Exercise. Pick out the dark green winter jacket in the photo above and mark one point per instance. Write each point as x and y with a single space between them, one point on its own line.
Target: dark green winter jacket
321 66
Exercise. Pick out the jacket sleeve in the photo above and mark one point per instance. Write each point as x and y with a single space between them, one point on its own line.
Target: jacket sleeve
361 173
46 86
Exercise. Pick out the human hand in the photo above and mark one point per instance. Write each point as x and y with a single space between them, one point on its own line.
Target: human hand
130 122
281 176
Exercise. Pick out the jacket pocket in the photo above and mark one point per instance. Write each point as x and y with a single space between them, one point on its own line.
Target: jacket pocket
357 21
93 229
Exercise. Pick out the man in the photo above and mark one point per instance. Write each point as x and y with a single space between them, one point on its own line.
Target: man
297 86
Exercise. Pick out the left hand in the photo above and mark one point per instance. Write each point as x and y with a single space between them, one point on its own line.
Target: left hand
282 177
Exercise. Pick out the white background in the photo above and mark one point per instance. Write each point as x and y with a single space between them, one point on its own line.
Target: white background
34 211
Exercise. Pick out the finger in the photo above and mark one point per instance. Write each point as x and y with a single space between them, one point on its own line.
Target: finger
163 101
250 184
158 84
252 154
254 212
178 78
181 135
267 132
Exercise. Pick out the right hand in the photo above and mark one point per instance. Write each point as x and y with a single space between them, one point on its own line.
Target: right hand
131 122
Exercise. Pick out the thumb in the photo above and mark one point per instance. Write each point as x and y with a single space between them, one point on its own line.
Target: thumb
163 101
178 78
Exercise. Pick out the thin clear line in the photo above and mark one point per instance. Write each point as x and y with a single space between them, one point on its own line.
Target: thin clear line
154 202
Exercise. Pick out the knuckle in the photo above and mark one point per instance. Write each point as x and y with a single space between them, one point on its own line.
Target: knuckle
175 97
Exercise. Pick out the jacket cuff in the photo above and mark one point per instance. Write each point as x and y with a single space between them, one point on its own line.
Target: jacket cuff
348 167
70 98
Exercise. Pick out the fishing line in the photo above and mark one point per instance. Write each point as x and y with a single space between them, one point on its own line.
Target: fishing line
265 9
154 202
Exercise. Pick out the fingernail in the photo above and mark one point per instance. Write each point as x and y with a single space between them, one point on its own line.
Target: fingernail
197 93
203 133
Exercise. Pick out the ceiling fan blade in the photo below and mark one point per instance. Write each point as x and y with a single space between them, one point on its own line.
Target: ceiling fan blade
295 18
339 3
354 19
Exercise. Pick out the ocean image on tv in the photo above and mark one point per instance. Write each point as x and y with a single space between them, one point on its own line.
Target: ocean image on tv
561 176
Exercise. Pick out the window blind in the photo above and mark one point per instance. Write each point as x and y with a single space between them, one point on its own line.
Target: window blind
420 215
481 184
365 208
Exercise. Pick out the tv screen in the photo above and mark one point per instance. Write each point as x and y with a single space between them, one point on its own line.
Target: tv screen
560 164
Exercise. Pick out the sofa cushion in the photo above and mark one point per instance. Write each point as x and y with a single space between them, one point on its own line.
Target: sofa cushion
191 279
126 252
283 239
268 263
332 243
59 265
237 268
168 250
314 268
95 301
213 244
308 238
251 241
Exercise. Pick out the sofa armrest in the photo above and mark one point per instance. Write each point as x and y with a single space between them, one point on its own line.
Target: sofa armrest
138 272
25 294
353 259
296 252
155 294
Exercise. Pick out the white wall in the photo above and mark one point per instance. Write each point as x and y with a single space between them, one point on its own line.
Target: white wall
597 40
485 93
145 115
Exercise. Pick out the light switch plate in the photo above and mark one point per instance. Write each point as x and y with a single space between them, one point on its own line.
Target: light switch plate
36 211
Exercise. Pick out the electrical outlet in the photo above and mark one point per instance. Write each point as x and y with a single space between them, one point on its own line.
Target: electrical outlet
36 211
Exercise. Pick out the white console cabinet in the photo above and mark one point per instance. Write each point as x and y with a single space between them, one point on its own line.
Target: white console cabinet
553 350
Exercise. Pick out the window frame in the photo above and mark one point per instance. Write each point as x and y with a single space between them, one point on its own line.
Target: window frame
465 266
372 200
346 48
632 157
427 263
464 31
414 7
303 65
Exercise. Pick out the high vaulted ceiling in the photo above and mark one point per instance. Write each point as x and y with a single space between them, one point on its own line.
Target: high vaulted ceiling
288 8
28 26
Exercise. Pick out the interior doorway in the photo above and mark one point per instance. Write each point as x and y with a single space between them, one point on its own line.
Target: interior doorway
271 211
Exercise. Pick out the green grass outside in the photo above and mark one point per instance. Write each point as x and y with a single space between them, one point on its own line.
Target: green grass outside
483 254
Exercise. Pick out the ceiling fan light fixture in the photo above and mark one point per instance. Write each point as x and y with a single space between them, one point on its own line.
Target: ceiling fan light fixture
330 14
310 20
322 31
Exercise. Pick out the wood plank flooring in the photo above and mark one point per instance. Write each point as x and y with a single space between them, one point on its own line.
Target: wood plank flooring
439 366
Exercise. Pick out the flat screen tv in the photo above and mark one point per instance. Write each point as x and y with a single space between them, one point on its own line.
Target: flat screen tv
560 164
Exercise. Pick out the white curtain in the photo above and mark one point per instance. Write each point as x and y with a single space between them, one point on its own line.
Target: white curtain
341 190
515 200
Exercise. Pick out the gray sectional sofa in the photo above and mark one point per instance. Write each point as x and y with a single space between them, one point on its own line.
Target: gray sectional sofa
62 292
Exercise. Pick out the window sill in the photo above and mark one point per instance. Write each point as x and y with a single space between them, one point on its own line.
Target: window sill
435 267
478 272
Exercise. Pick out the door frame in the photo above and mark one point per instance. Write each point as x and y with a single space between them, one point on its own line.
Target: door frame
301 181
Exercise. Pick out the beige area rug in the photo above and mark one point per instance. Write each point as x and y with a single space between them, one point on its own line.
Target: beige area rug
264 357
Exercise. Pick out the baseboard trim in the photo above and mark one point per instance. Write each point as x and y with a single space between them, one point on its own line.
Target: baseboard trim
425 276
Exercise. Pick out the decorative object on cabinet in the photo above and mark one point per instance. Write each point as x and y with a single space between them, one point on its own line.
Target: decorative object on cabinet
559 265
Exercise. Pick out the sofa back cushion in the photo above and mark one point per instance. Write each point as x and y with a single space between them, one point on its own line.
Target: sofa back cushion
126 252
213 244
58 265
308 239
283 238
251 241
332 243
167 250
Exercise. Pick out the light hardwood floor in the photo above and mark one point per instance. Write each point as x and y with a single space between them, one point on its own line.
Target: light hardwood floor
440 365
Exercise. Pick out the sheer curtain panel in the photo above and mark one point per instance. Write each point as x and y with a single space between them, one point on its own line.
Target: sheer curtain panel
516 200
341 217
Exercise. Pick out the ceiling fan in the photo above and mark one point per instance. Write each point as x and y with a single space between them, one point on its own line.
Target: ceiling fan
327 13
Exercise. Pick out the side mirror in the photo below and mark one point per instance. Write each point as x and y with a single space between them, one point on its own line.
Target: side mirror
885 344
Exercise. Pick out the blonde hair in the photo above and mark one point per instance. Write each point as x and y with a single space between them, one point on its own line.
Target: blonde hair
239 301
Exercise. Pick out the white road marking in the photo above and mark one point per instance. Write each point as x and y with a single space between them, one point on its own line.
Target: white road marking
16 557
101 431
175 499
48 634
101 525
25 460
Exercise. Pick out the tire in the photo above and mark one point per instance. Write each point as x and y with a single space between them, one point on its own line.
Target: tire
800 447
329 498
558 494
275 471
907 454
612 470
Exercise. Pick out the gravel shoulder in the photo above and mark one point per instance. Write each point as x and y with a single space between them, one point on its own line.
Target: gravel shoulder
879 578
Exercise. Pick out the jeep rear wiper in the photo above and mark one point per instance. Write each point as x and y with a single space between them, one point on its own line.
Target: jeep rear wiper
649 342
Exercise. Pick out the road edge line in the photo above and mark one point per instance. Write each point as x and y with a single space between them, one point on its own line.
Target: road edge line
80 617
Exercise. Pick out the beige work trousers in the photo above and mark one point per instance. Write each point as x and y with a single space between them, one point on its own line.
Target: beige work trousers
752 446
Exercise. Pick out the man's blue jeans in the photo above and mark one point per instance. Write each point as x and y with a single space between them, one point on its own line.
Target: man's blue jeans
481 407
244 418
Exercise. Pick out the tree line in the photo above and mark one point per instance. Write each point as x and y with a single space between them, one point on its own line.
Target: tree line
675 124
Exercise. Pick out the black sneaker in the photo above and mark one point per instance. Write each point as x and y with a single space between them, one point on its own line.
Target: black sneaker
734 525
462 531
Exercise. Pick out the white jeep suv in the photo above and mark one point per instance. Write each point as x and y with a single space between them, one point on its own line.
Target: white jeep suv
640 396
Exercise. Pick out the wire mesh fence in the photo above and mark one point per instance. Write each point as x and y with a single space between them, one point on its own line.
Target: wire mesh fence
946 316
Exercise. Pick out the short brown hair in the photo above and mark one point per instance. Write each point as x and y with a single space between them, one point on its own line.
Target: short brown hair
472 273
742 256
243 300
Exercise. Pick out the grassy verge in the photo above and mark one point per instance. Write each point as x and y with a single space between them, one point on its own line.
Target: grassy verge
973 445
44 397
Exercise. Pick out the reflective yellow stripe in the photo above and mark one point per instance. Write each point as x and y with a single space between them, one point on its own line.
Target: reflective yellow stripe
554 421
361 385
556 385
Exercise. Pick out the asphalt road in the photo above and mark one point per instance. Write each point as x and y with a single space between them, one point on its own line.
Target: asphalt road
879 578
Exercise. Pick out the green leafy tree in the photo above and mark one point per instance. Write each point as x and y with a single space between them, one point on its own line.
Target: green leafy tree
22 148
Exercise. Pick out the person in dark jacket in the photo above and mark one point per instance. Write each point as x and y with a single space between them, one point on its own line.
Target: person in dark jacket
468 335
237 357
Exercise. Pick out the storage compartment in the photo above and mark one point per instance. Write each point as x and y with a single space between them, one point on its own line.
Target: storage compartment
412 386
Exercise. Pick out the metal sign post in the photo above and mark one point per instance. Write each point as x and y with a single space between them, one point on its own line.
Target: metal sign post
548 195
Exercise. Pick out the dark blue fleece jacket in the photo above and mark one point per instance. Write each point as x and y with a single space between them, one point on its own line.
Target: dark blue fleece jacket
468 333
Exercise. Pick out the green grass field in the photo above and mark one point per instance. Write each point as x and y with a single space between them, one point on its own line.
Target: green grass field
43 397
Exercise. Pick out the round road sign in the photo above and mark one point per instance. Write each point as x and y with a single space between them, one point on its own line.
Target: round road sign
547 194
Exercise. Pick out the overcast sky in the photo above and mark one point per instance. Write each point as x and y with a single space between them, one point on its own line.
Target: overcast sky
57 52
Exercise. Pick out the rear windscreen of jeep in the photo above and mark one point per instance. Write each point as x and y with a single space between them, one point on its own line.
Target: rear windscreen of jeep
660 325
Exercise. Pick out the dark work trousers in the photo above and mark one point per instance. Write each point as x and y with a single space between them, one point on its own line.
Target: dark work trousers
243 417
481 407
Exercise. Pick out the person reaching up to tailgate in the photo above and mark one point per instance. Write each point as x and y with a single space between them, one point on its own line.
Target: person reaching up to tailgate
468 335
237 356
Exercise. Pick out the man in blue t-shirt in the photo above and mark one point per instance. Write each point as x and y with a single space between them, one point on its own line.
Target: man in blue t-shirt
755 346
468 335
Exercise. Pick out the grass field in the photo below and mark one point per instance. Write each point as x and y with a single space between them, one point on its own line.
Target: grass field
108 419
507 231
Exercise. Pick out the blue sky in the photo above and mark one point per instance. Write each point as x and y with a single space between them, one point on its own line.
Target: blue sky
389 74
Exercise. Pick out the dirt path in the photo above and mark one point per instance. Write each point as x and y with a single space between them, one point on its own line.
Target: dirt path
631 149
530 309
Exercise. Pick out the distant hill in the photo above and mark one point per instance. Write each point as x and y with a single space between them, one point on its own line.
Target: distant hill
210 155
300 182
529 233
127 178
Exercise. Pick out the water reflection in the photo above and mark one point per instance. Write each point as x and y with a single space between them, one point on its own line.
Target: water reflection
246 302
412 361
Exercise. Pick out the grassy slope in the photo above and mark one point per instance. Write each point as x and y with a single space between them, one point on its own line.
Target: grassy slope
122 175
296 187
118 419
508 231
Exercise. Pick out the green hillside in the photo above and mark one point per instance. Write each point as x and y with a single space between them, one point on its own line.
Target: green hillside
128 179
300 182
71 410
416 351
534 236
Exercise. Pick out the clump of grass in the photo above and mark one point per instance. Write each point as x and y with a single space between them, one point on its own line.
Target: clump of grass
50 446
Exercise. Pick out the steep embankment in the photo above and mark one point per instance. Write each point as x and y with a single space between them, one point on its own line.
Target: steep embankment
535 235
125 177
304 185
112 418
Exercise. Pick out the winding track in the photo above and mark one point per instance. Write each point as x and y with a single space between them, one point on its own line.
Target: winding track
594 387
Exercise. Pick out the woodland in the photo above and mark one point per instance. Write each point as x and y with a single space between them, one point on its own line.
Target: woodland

- - -

**Aim of the task:** Repeat exactly, and only, the lines from the one containing "Exercise. Pick out the green hillside" through the end of the material.

**Written solution:**
Exercise. Pick out the green hillside in the photo above and mark one point per instance. Write each point as x and y with a single space between them, one point on its own line.
Target: green hillside
128 179
300 182
71 410
416 351
534 236
Exercise. Pick out the clump of grass in the photo above and mark one point per instance. Write each point as x and y with a single space between them, one point on its own line.
Target: clump of grass
50 446
Exercise. Pick out the steep embankment in the photo above and mark one point per instance. Write each point as x and y with a single space between them, one point on its own line.
Target: steep embankment
535 235
125 177
304 185
112 418
Exercise. Pick out the winding track in the photo above and mark one point per instance. Write each point as x and y with a single space between them, one point on its own line.
Target: winding track
594 387
Exercise. Pick out the woodland in the photo above and mark one point per instance. Write each point as x and y with a single space between them, one point on its own line.
Target: woodland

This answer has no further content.